- Exercise instructions
Reproduce word for word the lines of the records below, from the line containing "point: river surface" through the line containing "column 561, row 754", including both of those lines.

....

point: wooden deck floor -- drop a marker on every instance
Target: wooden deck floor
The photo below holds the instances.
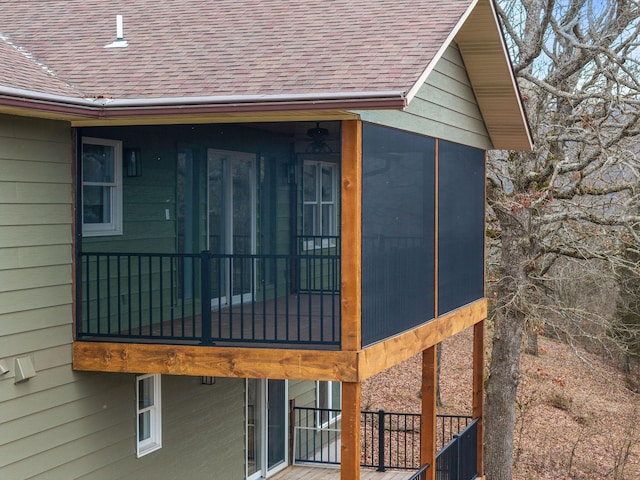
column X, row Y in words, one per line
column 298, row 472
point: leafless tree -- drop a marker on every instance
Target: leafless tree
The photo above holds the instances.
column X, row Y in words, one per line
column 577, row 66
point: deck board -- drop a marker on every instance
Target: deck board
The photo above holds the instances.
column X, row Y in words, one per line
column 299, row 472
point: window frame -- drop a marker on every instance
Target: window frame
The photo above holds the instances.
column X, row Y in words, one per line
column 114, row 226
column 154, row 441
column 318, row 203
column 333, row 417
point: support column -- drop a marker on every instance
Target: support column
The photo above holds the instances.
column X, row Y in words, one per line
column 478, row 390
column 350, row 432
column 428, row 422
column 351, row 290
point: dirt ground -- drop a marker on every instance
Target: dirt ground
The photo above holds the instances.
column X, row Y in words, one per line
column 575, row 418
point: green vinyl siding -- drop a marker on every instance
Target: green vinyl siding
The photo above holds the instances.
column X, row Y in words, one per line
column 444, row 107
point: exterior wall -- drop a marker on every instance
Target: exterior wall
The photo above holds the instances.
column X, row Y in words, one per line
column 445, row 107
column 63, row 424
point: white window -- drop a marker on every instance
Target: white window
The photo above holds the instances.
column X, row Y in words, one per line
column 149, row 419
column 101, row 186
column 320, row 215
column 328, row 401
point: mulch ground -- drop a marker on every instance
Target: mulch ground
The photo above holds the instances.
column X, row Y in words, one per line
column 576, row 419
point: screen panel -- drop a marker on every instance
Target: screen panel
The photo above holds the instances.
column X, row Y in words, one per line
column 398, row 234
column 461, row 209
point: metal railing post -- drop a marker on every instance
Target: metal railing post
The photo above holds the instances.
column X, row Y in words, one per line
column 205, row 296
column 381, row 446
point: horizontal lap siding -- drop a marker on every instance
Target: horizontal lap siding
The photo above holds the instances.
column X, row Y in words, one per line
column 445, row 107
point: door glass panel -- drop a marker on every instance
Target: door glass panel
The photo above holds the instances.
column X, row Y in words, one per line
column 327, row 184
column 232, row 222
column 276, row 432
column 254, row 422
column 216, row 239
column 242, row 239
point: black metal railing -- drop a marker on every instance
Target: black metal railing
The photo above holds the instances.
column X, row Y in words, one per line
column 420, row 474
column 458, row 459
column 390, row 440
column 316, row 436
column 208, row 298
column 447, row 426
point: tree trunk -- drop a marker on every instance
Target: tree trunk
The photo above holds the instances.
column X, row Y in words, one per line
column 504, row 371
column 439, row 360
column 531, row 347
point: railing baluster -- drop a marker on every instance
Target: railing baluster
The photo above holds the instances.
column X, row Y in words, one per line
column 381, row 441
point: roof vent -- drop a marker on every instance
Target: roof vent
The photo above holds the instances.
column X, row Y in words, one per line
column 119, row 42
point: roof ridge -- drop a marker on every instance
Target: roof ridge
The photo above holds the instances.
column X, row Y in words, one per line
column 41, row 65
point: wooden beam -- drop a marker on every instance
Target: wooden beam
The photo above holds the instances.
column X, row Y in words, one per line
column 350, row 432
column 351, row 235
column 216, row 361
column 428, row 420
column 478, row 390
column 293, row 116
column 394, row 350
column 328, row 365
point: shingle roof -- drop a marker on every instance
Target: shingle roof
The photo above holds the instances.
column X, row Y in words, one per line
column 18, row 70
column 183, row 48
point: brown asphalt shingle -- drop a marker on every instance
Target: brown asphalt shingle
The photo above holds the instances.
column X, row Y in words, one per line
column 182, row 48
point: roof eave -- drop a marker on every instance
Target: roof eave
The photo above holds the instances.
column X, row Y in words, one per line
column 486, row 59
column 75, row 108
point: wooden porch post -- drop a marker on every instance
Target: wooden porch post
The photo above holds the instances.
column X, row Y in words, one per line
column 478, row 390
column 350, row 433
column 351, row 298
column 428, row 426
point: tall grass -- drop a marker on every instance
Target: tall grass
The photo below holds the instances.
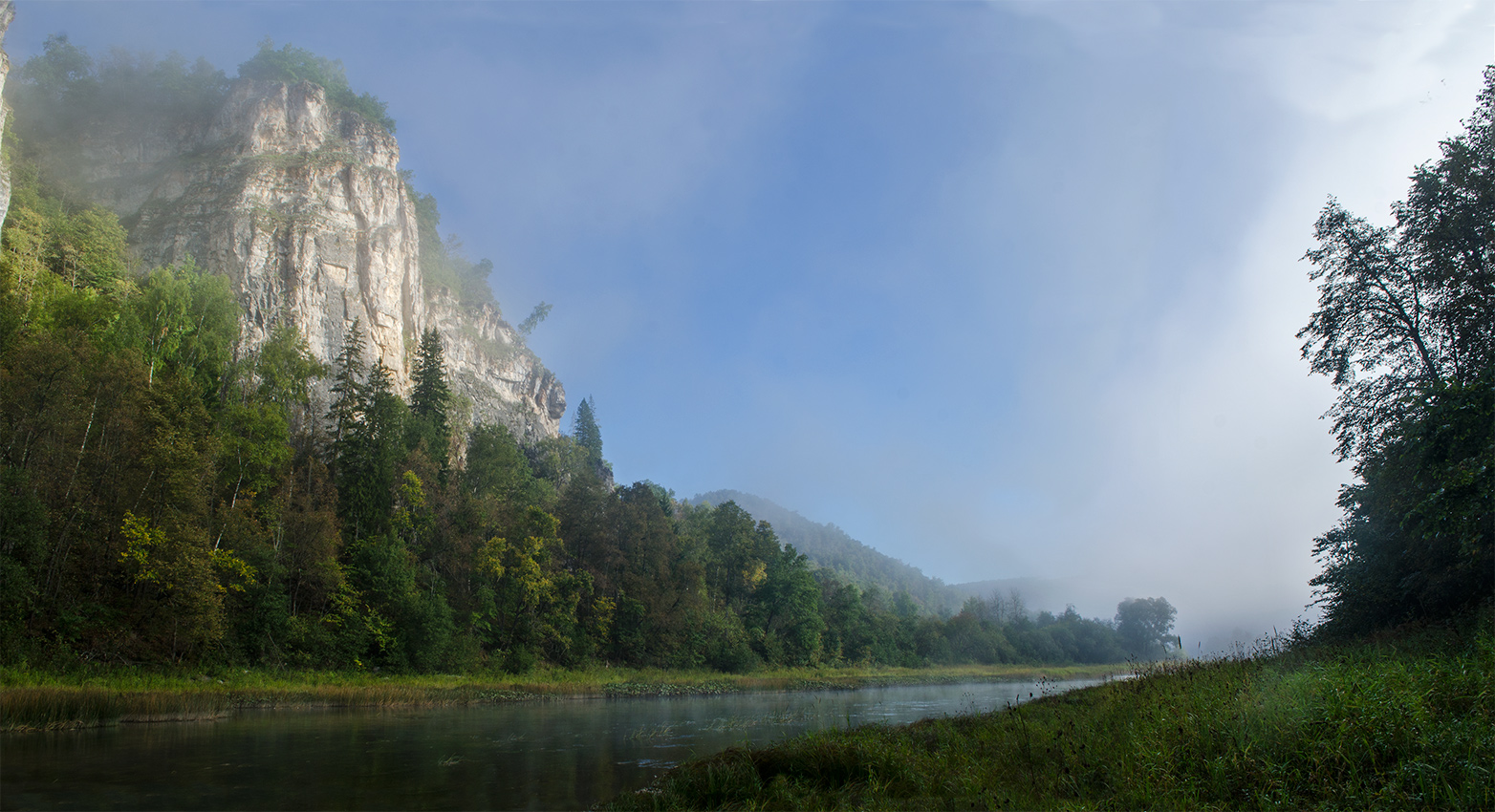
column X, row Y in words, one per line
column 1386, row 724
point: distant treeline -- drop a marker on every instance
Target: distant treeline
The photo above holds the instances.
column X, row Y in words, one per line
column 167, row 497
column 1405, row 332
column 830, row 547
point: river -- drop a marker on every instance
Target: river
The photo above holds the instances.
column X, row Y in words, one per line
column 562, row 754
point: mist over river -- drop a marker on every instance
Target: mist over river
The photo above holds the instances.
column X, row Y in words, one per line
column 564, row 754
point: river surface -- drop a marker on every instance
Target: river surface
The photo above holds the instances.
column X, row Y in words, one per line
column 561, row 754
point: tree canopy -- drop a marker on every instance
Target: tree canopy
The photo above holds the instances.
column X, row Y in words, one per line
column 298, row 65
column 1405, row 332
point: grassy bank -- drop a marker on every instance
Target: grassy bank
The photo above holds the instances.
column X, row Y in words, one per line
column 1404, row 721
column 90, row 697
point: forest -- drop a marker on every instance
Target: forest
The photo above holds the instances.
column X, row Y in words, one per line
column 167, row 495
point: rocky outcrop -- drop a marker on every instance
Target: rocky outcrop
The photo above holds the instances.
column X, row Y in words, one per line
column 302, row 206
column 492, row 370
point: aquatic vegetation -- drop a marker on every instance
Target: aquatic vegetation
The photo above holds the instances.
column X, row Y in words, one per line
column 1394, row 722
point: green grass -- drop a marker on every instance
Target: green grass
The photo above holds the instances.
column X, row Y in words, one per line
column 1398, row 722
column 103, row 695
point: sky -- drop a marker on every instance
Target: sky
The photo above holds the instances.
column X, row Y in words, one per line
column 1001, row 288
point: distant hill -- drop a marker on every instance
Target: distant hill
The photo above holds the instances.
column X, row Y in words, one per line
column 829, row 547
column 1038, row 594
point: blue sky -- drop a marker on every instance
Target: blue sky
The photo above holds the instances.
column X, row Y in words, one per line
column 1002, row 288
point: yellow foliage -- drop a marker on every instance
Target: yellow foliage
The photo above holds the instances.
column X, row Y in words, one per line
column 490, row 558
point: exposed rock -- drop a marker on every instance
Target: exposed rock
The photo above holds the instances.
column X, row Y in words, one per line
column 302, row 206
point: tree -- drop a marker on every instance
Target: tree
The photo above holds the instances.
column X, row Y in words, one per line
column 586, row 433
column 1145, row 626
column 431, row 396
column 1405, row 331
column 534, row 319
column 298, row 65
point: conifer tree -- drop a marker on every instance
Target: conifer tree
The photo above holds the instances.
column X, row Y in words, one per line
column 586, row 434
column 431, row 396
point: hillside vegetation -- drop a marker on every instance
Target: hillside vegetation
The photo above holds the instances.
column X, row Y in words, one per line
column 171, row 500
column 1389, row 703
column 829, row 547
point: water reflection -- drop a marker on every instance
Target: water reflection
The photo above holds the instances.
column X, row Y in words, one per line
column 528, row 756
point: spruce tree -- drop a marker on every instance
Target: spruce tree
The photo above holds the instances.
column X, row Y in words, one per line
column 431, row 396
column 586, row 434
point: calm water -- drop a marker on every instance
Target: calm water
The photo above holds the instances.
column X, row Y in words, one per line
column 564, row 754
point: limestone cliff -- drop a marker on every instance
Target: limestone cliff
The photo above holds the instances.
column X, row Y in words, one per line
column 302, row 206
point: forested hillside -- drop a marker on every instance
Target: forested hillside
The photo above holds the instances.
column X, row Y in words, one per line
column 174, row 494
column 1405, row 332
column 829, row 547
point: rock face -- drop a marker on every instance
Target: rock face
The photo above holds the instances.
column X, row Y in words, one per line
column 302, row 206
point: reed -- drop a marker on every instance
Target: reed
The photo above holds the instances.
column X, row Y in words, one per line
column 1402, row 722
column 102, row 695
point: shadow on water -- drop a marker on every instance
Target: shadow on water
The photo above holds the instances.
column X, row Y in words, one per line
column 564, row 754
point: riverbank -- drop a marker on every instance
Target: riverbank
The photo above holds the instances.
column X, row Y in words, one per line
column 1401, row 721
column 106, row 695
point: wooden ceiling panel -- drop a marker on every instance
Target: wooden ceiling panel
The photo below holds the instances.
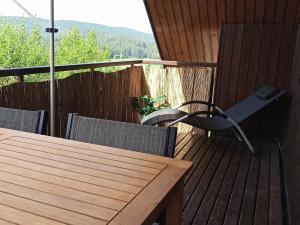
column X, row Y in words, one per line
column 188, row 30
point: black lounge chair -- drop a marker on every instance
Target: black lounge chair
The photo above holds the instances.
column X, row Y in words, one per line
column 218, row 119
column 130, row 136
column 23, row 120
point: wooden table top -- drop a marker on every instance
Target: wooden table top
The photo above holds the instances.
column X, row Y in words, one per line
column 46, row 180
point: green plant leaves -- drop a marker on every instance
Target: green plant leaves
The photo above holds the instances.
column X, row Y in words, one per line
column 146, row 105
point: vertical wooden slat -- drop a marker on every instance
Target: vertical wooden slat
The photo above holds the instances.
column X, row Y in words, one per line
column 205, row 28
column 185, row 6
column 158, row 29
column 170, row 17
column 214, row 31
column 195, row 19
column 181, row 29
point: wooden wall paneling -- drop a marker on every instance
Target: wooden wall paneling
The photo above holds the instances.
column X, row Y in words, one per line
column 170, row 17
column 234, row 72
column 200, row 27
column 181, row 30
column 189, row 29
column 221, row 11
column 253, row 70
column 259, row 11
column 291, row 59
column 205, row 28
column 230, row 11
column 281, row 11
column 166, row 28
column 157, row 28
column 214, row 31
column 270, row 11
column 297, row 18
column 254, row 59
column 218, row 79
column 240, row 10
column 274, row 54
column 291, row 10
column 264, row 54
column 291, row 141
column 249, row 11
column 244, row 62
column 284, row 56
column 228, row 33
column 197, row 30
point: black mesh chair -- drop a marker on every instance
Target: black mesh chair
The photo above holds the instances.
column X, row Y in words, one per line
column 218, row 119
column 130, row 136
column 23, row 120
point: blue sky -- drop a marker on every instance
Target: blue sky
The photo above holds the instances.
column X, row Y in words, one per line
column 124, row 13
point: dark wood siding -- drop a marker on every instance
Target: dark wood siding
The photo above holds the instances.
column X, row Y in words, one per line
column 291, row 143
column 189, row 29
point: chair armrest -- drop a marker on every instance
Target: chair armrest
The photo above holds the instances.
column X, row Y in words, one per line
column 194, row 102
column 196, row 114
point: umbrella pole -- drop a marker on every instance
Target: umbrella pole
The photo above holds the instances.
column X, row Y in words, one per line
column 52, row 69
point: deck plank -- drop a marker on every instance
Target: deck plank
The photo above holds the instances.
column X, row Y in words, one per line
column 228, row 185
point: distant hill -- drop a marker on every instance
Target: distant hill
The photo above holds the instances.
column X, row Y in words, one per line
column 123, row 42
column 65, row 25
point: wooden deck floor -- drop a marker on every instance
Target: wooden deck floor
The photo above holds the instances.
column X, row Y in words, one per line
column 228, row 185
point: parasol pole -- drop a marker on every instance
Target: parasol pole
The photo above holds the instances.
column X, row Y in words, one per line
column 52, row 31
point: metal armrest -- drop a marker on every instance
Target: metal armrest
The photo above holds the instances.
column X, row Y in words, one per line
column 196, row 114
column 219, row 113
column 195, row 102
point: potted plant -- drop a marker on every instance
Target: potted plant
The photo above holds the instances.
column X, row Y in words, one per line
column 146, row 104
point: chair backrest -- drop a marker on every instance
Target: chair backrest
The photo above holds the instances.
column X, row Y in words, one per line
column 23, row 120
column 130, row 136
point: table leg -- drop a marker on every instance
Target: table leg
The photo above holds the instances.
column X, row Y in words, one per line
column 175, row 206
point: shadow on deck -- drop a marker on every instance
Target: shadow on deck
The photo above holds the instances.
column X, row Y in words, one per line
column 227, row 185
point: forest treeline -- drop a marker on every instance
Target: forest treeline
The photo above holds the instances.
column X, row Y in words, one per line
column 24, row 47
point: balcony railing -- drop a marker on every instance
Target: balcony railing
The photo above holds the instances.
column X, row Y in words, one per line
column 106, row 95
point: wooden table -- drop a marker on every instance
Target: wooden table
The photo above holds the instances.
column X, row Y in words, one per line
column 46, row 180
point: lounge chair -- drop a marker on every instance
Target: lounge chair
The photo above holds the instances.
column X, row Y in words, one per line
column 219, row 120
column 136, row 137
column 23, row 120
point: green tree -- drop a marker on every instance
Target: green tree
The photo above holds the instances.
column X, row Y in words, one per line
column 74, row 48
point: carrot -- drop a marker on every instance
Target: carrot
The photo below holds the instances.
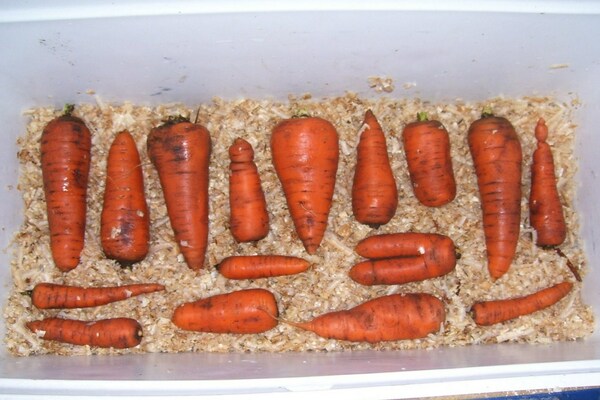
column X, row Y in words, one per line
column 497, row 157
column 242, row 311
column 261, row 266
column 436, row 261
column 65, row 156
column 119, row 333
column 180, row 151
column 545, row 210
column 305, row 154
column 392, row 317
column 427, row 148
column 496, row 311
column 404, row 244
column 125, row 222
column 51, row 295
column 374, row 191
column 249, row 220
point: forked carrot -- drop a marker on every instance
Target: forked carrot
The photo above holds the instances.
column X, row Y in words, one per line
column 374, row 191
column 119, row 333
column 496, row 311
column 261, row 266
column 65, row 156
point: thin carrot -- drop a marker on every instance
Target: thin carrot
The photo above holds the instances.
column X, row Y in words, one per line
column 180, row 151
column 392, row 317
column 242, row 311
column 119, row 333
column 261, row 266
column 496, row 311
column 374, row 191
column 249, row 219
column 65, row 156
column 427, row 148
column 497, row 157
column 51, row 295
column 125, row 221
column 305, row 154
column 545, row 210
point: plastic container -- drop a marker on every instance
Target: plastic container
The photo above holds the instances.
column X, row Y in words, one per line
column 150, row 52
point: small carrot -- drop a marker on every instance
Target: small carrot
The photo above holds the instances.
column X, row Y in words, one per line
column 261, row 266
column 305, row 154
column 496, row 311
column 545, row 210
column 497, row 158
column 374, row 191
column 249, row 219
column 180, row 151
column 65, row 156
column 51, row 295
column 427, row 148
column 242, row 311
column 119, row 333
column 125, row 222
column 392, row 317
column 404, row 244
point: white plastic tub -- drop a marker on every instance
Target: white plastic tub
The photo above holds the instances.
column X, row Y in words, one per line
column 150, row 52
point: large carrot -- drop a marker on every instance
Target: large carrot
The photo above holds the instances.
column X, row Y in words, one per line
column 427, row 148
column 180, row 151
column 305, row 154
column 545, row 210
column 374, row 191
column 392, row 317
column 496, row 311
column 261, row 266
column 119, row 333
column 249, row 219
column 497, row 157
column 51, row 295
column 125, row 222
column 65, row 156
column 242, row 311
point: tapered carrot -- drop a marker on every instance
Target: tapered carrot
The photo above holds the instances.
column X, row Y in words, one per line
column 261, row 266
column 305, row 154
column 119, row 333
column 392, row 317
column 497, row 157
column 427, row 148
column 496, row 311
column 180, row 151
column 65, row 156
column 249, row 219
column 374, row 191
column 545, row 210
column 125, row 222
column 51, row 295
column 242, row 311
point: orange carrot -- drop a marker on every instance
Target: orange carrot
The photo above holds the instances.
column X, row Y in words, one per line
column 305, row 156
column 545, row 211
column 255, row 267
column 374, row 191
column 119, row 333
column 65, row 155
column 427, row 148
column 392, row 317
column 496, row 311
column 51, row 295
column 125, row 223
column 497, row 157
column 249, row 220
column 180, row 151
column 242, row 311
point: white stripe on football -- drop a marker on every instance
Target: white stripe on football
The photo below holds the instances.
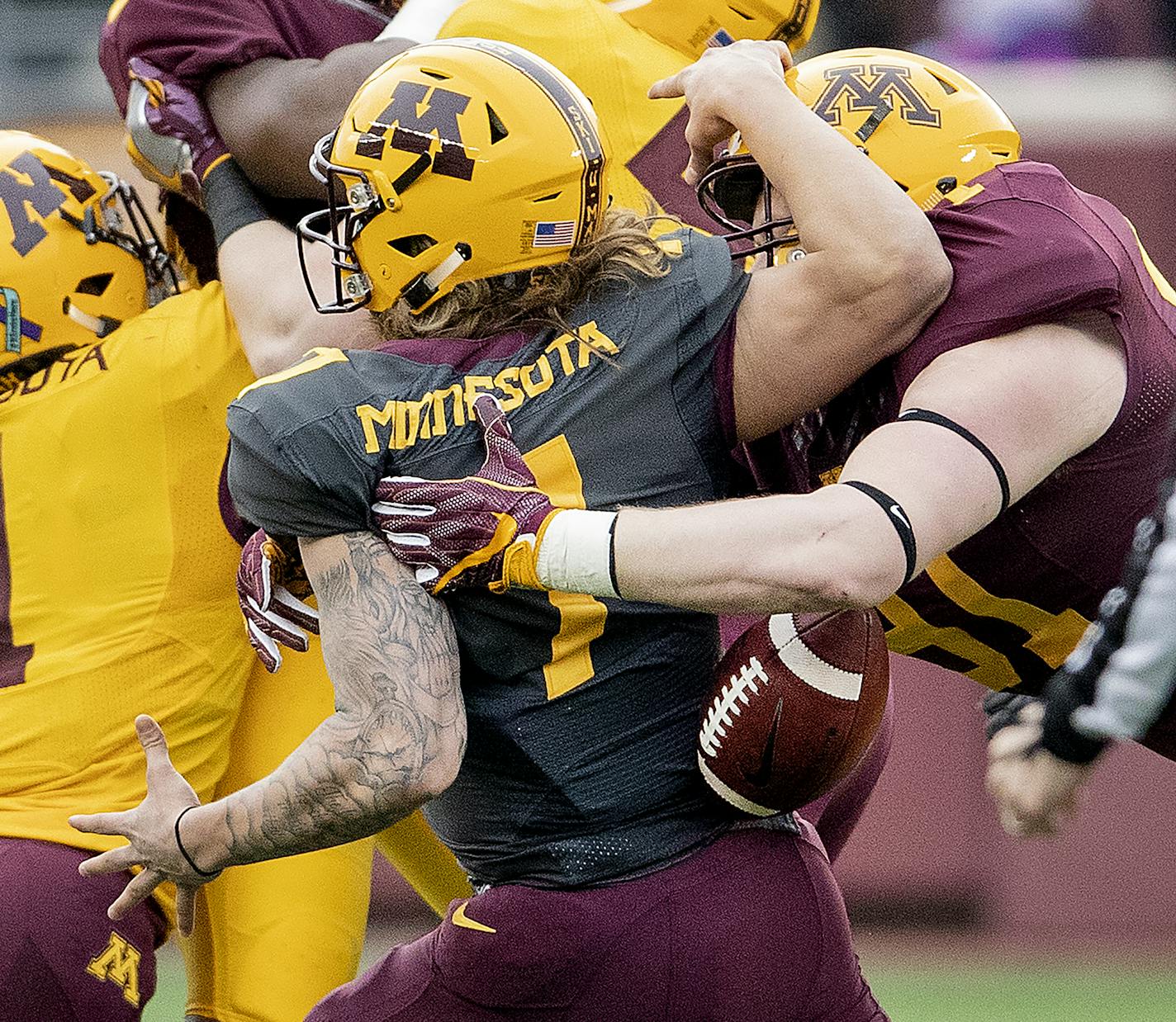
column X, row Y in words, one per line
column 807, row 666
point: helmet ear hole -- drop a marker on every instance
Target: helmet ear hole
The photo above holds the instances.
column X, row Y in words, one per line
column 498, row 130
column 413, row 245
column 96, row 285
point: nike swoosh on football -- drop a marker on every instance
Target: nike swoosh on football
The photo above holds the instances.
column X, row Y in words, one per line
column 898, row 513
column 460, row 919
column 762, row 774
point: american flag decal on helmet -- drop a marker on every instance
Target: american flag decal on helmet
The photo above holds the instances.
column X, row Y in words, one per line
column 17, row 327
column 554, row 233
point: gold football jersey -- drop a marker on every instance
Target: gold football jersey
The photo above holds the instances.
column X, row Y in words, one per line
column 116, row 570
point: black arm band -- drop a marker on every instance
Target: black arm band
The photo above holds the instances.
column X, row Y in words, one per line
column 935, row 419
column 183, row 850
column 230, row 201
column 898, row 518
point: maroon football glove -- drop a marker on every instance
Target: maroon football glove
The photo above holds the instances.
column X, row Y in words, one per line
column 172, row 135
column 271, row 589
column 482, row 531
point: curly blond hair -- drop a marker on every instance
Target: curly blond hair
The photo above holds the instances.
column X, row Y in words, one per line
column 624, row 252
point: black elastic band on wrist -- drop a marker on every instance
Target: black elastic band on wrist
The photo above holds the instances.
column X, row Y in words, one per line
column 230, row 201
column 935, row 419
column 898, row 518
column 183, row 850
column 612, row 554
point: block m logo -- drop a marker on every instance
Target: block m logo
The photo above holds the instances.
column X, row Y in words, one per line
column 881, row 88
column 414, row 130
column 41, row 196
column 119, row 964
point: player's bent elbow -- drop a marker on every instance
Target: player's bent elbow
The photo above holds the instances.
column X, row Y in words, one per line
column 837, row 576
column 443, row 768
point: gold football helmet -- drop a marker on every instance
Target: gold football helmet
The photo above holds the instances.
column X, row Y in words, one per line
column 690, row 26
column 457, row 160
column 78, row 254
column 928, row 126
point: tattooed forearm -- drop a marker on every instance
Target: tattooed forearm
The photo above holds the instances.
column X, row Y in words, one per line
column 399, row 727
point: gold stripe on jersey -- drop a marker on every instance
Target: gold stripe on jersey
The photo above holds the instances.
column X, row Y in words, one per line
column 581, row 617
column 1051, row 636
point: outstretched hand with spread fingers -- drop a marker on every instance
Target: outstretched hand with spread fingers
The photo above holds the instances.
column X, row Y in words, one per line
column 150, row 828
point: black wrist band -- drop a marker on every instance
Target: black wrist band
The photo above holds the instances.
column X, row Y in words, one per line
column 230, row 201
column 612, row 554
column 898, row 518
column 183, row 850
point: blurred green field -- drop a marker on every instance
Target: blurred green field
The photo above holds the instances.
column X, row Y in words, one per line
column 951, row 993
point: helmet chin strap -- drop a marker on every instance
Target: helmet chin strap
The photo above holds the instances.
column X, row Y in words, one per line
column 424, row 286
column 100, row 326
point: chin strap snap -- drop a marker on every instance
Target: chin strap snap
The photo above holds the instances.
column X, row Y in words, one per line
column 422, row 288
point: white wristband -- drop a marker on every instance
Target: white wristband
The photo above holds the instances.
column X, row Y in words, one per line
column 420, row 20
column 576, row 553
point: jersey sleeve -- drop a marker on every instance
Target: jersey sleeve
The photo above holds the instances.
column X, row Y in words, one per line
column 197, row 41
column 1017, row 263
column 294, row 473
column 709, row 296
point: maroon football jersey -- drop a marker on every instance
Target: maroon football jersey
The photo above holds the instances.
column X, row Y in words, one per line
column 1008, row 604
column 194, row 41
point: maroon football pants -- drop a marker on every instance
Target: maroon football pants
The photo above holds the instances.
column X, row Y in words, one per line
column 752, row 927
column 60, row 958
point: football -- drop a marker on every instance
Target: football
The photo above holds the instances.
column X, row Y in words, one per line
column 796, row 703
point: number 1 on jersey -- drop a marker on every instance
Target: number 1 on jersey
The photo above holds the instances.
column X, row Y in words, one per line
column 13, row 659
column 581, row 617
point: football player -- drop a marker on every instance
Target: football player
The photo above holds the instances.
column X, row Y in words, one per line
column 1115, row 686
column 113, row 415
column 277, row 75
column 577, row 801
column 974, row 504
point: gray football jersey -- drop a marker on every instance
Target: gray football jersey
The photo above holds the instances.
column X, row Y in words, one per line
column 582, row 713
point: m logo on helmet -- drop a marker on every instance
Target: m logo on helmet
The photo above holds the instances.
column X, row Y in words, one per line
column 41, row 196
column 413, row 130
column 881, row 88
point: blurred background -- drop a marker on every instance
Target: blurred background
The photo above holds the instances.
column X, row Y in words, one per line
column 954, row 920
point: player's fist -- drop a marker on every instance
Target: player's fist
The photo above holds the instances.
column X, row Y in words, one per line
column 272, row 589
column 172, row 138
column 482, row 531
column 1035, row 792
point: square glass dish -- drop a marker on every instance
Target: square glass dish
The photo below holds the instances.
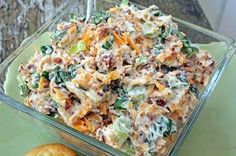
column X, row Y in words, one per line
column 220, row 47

....

- Task response
point: river surface -- drop a marker on every instance
Target: river surface
The photo above holds the instances.
column X, row Y in words, one per line
column 561, row 754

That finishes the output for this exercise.